La randonnée hivernale demande de prendre en compte des paramètres que l’on ne rencontre pas en été. Parmi les principaux facteurs de risque en cette saison : la neige bien entendu. En montagne, il est important de connaître l’état du manteau neigeux lorsque l’on prévoit une sortie, et cela ne concerne pas que les skieurs ! Chaque année, il y a encore de trop nombreux randonneurs qui se retrouvent pris dans des avalanches – parfois même sans s’être renseignés sur les risques avant de partir. Dans cet article, je vous propose donc de faire un point sur le Bulletin d’Estimation du Risque d’Avalanche (BERA, anciennement BRA). À quoi sert-il ? Où le trouver ? Quelles sont les informations qu’il contient et comment les lire ?
L’acronyme BERA (anciennement BRA) est utilisé pour désigner le bulletin d’estimation du risque d’avalanche. Il s’agit d’un document émis quotidiennement par Météo France en saison hivernale (entre le 15 décembre et le 30 avril). Il regroupe un ensemble d’informations nivo-météorologiques à destination des « usagers » de la montagne, mais aussi des collectivités et des gestionnaires d’infrastructures d’altitude.
L’information principale qui s’y trouve, ou du moins celle qui intéresse la plupart des personnes le consultant, est celle concernant les risques d’avalanche classés sur une échelle allant de 1 à 5. Nous reviendrons sur ces degrés de risque un peu plus loin dans cet article.
Les bulletins donnent les informations météorologiques par massif montagneux et sont valables pour une durée de 24 heures environ après leur publication. Depuis l’hiver 2023, on y trouve aussi des données concernant la tendance sur 2 jours.

» **VOTRE OBJECTIF**
Extrayez mot pour mot du texte sur le bulletin d'avalanche le passage qui commence par « La randonnée hivernale » et se poursuit jusqu'à « comment les lire ? ».

» **Un bloc de données**
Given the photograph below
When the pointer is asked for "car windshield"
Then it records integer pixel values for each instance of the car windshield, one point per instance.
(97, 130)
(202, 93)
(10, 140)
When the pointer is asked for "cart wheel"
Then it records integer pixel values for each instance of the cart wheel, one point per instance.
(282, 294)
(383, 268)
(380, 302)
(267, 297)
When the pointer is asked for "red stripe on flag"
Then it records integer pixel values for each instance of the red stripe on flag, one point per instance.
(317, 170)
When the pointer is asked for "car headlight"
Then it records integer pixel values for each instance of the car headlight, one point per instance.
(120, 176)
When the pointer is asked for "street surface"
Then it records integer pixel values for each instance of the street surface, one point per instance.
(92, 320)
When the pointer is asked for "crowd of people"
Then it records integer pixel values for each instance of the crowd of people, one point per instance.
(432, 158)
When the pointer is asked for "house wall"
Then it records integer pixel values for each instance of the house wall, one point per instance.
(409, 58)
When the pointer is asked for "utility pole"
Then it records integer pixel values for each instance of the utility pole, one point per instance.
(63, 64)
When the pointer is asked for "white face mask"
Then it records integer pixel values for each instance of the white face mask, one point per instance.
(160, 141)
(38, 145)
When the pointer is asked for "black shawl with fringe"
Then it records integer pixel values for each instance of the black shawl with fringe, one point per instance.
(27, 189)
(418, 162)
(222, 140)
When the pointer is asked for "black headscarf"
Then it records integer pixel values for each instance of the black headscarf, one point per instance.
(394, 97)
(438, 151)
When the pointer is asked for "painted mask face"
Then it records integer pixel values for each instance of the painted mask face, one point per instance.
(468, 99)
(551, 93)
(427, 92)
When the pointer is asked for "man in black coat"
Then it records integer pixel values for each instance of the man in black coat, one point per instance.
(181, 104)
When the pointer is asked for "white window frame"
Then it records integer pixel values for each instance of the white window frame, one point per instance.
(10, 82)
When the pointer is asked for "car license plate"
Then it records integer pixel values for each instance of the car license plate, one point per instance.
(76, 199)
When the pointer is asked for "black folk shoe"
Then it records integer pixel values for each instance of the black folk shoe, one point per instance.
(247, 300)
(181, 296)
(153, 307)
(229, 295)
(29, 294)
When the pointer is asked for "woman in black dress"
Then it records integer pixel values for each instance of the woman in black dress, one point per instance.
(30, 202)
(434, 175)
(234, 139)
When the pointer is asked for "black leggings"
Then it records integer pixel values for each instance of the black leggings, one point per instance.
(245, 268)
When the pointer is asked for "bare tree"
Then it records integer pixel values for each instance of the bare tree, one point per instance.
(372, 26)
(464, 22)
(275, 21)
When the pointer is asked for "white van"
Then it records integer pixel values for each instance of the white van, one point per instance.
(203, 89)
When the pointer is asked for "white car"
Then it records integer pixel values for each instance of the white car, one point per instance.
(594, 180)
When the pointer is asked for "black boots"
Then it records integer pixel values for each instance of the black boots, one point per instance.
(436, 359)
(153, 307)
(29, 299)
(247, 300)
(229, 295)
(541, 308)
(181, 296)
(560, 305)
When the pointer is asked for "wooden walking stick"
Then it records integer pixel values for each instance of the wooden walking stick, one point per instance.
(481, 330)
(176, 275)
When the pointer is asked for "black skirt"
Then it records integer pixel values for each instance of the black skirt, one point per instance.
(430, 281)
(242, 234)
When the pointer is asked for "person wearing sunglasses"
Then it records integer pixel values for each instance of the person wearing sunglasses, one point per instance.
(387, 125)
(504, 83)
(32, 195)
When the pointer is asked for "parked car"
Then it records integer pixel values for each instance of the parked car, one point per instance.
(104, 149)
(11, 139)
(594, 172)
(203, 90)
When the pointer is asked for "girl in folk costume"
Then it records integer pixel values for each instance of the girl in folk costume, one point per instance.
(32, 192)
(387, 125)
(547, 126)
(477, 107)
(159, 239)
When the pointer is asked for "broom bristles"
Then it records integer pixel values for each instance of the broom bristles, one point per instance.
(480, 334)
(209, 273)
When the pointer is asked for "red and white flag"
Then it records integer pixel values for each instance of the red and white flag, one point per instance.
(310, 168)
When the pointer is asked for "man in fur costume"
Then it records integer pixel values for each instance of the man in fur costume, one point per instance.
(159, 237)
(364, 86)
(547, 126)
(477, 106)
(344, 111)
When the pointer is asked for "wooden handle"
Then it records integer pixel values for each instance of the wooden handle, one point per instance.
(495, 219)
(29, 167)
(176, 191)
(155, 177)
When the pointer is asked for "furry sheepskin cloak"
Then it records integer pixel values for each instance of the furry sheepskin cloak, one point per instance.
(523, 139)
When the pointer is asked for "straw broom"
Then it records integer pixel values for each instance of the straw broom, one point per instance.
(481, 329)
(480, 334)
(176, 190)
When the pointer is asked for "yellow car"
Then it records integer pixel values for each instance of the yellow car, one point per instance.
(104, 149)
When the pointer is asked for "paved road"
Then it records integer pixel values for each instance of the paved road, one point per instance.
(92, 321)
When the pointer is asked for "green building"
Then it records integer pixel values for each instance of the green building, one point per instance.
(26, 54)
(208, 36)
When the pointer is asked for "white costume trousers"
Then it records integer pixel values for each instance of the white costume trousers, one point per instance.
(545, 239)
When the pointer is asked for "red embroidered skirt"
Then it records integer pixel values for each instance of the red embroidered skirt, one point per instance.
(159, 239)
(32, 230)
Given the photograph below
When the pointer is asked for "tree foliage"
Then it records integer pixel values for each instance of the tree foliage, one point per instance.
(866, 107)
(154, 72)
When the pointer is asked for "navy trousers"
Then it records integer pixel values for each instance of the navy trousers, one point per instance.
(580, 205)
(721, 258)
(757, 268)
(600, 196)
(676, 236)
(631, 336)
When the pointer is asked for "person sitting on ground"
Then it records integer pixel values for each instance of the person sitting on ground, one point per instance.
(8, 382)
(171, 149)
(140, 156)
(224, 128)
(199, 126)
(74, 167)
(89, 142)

» **CORRIGÉ DE L'EXERCICE**
La randonnée hivernale demande de prendre en compte des paramètres que l’on ne rencontre pas en été. Parmi les principaux facteurs de risque en cette saison : la neige bien entendu. En montagne, il est important de connaître l’état du manteau neigeux lorsque l’on prévoit une sortie, et cela ne concerne pas que les skieurs ! Chaque année, il y a encore de trop nombreux randonneurs qui se retrouvent pris dans des avalanches – parfois même sans s’être renseignés sur les risques avant de partir. Dans cet article, je vous propose donc de faire un point sur le Bulletin d’Estimation du Risque d’Avalanche (BERA, anciennement BRA). À quoi sert-il ? Où le trouver ? Quelles sont les informations qu’il contient et comment les lire ?